• _What needs to be done_
Gather each line of the material below that contains the string "clear". Treat uppercase and lowercase letters as different.
··········
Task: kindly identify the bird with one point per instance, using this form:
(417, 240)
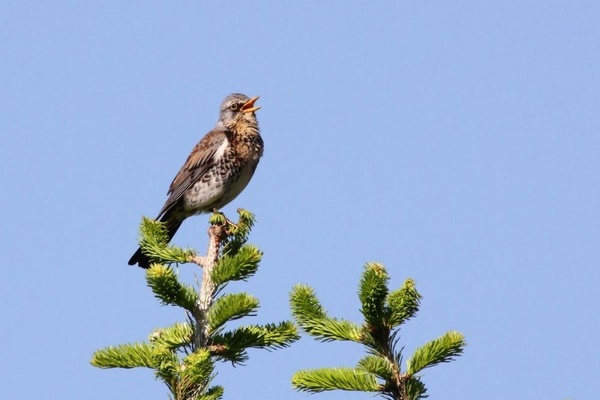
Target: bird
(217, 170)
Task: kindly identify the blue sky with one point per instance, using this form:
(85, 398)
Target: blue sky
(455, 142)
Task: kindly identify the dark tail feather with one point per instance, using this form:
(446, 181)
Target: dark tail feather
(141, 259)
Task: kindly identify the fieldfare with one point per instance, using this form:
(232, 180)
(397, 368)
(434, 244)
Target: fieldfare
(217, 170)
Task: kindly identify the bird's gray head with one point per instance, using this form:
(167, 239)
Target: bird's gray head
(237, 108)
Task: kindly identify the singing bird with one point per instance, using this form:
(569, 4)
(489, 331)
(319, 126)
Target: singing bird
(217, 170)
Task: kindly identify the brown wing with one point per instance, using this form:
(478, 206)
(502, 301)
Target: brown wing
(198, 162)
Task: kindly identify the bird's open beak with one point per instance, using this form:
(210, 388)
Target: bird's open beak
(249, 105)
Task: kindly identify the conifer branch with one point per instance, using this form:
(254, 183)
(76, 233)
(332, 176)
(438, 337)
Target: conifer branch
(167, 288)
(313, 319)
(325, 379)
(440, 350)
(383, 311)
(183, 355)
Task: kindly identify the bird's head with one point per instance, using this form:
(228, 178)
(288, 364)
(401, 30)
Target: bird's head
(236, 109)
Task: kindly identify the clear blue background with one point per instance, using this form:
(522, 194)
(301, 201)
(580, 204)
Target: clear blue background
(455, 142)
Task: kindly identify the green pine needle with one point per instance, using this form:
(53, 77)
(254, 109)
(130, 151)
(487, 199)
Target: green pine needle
··········
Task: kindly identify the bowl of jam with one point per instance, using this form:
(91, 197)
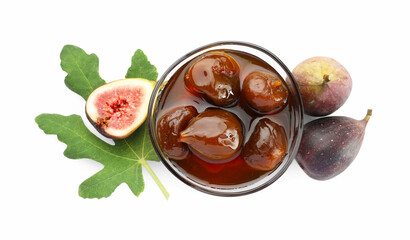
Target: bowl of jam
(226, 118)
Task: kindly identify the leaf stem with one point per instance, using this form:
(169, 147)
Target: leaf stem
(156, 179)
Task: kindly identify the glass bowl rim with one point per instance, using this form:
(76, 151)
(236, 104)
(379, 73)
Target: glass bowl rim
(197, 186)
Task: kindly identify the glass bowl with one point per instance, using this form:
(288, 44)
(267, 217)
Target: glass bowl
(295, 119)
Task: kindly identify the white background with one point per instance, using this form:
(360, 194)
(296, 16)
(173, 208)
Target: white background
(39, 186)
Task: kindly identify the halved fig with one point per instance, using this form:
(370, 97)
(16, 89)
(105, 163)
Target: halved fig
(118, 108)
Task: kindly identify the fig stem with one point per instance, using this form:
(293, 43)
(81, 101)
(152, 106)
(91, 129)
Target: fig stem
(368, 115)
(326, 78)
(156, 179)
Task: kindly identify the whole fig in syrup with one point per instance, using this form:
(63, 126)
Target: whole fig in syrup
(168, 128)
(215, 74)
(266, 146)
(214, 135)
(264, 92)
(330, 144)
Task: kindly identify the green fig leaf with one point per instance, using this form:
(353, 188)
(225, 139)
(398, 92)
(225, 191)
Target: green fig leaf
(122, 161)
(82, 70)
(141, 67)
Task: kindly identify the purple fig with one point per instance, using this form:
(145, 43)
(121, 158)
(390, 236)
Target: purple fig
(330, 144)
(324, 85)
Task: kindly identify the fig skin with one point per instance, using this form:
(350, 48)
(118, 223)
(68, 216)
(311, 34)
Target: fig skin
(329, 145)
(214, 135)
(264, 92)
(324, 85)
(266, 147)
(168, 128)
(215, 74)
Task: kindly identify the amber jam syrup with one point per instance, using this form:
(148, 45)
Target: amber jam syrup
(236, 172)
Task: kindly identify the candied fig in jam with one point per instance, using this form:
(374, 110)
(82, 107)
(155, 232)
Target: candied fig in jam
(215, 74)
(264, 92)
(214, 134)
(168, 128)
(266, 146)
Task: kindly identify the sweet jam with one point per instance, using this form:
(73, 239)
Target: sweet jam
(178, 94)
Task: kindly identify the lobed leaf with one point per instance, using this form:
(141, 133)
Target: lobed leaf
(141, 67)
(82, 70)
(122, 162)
··········
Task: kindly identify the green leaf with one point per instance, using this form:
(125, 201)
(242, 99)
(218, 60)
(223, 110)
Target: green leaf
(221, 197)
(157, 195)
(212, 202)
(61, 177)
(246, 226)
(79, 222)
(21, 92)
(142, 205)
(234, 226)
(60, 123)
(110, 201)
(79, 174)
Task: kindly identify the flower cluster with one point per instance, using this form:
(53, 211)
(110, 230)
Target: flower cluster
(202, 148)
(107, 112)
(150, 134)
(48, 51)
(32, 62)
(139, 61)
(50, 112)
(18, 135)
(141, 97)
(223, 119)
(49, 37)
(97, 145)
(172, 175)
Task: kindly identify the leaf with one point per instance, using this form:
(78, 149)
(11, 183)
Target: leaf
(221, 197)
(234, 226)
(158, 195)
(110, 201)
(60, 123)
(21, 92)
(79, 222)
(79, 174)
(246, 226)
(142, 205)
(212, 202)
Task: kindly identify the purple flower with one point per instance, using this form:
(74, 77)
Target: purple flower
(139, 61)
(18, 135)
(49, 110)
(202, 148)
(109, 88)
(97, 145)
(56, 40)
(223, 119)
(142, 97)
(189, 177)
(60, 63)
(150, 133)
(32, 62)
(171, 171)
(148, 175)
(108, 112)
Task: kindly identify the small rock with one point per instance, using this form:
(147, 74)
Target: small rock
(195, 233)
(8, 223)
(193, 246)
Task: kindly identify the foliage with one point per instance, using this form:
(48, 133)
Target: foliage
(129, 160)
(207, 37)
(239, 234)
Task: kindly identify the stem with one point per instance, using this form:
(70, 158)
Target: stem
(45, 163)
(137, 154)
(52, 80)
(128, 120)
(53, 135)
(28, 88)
··········
• _Solution to the exercise_
Task: kindly identify the clear blue background with one point per instance, using this form:
Target: clear blue background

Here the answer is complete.